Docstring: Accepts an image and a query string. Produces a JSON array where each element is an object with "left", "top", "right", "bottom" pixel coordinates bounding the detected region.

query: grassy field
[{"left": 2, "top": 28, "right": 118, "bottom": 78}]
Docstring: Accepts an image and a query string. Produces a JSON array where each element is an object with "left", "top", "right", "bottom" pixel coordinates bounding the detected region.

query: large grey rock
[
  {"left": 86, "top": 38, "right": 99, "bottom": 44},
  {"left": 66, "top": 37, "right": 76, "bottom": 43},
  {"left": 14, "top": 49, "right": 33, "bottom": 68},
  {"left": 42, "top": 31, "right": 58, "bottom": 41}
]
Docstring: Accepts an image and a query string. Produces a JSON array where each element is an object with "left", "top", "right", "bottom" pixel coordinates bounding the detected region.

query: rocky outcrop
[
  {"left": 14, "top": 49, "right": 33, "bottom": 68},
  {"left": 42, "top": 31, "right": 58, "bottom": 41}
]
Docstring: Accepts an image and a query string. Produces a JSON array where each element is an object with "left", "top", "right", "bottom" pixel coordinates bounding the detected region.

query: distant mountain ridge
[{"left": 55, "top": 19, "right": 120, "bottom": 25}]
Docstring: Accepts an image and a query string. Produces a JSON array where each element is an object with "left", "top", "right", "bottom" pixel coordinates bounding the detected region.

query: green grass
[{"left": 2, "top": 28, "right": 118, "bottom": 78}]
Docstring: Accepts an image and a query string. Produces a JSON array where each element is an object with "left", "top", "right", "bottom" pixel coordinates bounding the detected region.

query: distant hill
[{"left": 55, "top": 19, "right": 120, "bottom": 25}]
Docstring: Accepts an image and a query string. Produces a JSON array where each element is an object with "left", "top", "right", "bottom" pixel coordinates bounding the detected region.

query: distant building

___

■ **The request**
Gather every line of the data above that contains the string "distant", treating case as significant.

■ **The reply**
query: distant mountain ridge
query: distant hill
query: distant building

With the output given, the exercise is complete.